Thus, periodate oxidation of dextran formed a fraction of homogeneous DDA containing three types of residues and did not change significantly the Mw characteristics of the polymer. CMC drug substance contained difficultly separable impurities of formic and glycolic acids and a cyclic dimeric glycolide. Periodate oxidation of it gave a product containing a small amount of oxidized residues (γox = 20) and formed a fraction of heterogeneous polymer of reduced Mw in which a large part of the oxidized residues was found in the low-molecular-weight fraction. Carboxylic-acid substituents slowed the rate of periodate oxidation of the polysaccharide glucose rings.

Experimental

13C NMR spectra were recorded in NaOH solution (1%) in D2O on a Bruker Avance 600 instrument at operating frequency 150.94 MHz and 297 K with full suppression of proton coupling. 13C NMR spectrum of the low-molecular-weight fraction containing formic and glycolic acids and the cyclic lactone glycolide (150.94 MHz, D2O, δ, ppm): 180.0 (s, glycolic acid carbonyl), 171.0 (s, glycolide carbonyl), 163.0 (s, formic acid carbonyl), 61.0 (s, glycolic acid CH2), 22.0 (s, glycolide).

Gel-permeation chromatography was performed on a Waters chromatograph equipped with a Waters 2998 PDA diode matrix multi-wavelength spectrophotometric detector and a Waters 2414 differential refractometric detector connected in series. Two columns, Ultrahydrogel 1000 and Ultrahydrogel 120 (Waters), connected in series and thermostatted at 30°C were used for the analysis. The eluent was aqueous borate buffer (pH 10) at flow rate 0.3 mL/min. UV spectra were recorded in the range 190–800 nm.

Standard polyethyleneglycols with Mw from 20.6 kDa to 106 Da and standard dextrans with number average Mn from 576 kDa to 7870 Da were used to construct a universal calibration curve. The resulting chromatograms were processed using the Breeze 2 program.

The rates of periodate oxidation of dextran and CMC were determined from the consumption rate of periodate, which was measured by UV spectroscopy from the change of optical density at 260 nm, the wavelength of periodate absorption.

The rate of formic acid release was also monitored by titration of the reaction mixture.

The number of aldehydes in the polymer was determined by reverse iodometric titration.

All polymers were purified by dialysis for 96 h with four changes of the solution followed by lyophilization. Lowmolecular-weight components in the CMC were also isolated by dialysis followed by lyophilization.

The hydrolysis rate of the oxidized polysaccharides was estimated from the change of Mw of the polymer dissolved in acetate buffer at pH 3.5 over time. The resistance to hydrolysis was determined from the change after 24 h of the Mw characteristics of the polymers in solutions at pH 3, 3.5, 4, 4.5, and 6.2.
######
- _GIVEN REQUEST 1_: In the text excerpt on periodate oxidation, at what wavelength was the change of optical density measured to track periodate consumption?

Data extracted from a collection
######
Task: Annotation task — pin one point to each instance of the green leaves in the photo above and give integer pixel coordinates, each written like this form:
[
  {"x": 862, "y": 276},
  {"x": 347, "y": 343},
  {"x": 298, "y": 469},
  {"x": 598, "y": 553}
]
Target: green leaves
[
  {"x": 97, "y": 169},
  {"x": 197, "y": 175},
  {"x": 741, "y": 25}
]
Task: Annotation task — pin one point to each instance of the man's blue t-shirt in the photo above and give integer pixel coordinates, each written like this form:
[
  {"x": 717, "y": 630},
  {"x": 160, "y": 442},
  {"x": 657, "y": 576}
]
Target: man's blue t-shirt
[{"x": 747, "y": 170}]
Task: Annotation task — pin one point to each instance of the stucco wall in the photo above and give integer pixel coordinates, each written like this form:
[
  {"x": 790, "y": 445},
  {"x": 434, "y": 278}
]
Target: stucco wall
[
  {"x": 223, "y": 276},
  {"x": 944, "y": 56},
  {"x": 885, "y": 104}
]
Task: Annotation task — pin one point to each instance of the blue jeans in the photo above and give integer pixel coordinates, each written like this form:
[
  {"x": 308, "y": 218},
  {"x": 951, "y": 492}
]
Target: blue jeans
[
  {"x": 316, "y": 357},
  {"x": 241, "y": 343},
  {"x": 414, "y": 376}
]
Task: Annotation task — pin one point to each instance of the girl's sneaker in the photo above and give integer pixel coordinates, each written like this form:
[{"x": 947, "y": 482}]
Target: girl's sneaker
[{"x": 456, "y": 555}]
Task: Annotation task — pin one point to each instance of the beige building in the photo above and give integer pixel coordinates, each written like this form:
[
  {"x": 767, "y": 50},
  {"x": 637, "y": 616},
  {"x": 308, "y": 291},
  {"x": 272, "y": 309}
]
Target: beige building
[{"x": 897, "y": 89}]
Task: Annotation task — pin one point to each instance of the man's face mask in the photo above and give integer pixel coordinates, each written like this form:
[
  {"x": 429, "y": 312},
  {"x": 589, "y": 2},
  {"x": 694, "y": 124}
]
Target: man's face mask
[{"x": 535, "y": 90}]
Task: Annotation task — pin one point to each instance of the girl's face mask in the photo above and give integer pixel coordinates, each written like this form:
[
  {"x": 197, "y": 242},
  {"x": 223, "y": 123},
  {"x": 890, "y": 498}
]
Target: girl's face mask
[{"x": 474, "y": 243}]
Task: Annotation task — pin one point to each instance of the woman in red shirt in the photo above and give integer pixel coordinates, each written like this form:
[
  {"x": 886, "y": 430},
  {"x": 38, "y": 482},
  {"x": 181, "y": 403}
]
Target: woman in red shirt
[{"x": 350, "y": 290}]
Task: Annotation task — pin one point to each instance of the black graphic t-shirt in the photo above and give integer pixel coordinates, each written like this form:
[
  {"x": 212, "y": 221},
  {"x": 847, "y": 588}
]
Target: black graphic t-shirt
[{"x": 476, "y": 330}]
######
- _GIVEN REQUEST 2_: Report each line of the entries that contains the string "blue". Case counts.

- _FULL OUTPUT 1_: 260 nm.

- _FULL OUTPUT 2_:
Task: Annotation task — pin one point to each instance of the man's blue t-shirt in the photo above and give integer pixel coordinates, each written like this form:
Target: man's blue t-shirt
Task: Annotation task — pin one point to each instance of the blue jeans in the photo above and give integer pixel coordinates, each written like this form:
Target: blue jeans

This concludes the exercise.